Задание → Напишите продолжение текста об образах и метафорах в представлениях о Боге, начав сразу после его последнего предложения.

Исходный текст →

== == ==

Отвлекусь снова, чтобы опровергнуть одну простодушную иллюзию. Некоторые спросят: «А не лучше ли тогда обойтись без всех этих образов и метафор?» Нет, не лучше, потому что это невыполнимо. Мы просто заменили бы так называемые антропоморфные метафоры на какие-нибудь другие. «Я не верю в личного Бога, — скажут вам, — но верю в великую духовную силу»; и не заметят, что слово «сила» открыло путь множеству образов, связанных с ветром, приливом, электричеством или тяготением. Одна моя знакомая вечно слышала от просвещенных родителей, что Бог — «совершенная субстанция», и обнаружила, выросши, что представляет себе Бога как большой пудинг (к довершению бед, она не выносила пудингов). Быть может, вы думаете, что нам с вами не дойти до такой нелепости, — и ошибаетесь. Покопавшись в своем сознании, вы обнаружите, что самые прогрессивные и философские мысли о Боге сопровождаются смутными образами, которые на поверку окажутся куда глупее антропоморфных образов христианского богословия. Ведь в ощутимом мире нет ничего выше человека. Именно он почитает добро (хотя и не всегда ему следует); именно он постигает природу, пишет стихи, картины и музыку. Если Бог есть, совсем не глупо предположить, что из всего нам известного именно мы, люди, больше всего похожи на Него. Конечно, мы неизмеримо от Него отличаемся; и в этом смысле все антропоморфные образы кажутся ложными. Но образы бесформенных субстанций или слепых сил, сопровождающие размышления о безличном абсолютном Бытии, намного от Него дальше. Образы придут все равно; нельзя перепрыгнуть через свою тень.
Итак, у современных взрослых христиан нелепость образов не свидетельствует о нелепости мысли; однако вас могут тут же спросить, так ли это было у ранних христиан. Быть может, христианин и вправду верил тогда в небесные чертоги и золоченый трон? Правда, как мы видели, и это не значило бы, что все его мнения ложны: девочка могла знать о ядах даже то, чего не знают старшие. Представим себе галилейского крестьянина, который искренне верил, что Христос в самом прямом смысле слова сидит по правую руку от Отца. Если он отправился в Александрию и выучился философии, он узнал, что у Отца нет правой руки и Он не сидит на троне. Но изменило бы это хоть немного его отношение к тому, во что он верил и чему следовал в пору своего простодушия? Если только он не дурак (что совсем не обязательно для крестьянина), главное для него — не конкретные детали небесных чертогов. Главным было другое: он верил, что Некто, Кого знали в Палестине как человека, победил смерть и теперь Он — главный помощник Сверхъестественного существа, правящего всем на свете. А эта вера устоит, сколько ни убирал примитивные образы.

== == ==

Сохранённые данные →
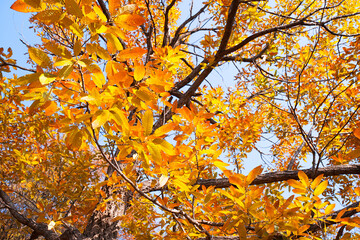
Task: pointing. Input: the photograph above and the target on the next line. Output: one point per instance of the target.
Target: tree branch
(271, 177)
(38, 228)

== == ==

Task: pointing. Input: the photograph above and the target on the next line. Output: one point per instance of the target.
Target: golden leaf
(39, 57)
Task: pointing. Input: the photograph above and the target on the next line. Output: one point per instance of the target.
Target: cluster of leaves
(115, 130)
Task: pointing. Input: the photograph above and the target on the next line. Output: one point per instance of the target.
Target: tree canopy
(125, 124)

== == ==

Ответ →
Даже если мы и могли бы доказать, что ранние христиане принимали свои образы в самом прямом смысле, это не дало бы нам права отвергнуть их доктрины. Трудность в том, что они не философствовали о природе Бога и мира, пытаясь удовлетворить умозрительное любопытство, — они верили в Бога, а в этом случае философские доктрины не так уж важны. Утопающий не исследует химического состава веревки; влюбленного не интересует, какие биологические процессы сделали его возлюбленную прекрасной. Именно поэтому в Новом Завете такие вопросы просто-напросто не ставятся. Когда же их поставили, христианство ясно определило, что наивные представления неверны. Секта египетских пустынников, учившая, что Бог подобен человеку, была осуждена, а про монаха, пожалевшего об этом, сказали, что у него путаница в уме1. Все три лица Троицы признаны непостижимыми2. Бог провозглашен «несказанным, недоступным мысли, невидимым для твари"3, Второе лицо Троицы не только бестелесно — Сын так отличен от человека, что если бы целью Его было самооткровение, Он бы не вочеловечился4. В Новом Завете всего этого нет, потому что вопросы еще не были поставлены; но и там есть фразы, из которых ясно, как будет решен вопрос, когда его поставят. Быть может, примитивно и простодушно назвать Бога „сыном“, но уже в Новом Завете этот „Сын“ отождествляется с Логосом, со Словом, которое изначально было у Бога и Само было Бог (Ин. 1:1). Он — сила, которой „все… стоит“ (Кол.1:17). Все вещи, особенно жизнь, возникает в Нем5, и в Нем все соединится в устроении полноты времен (Еф.1:10).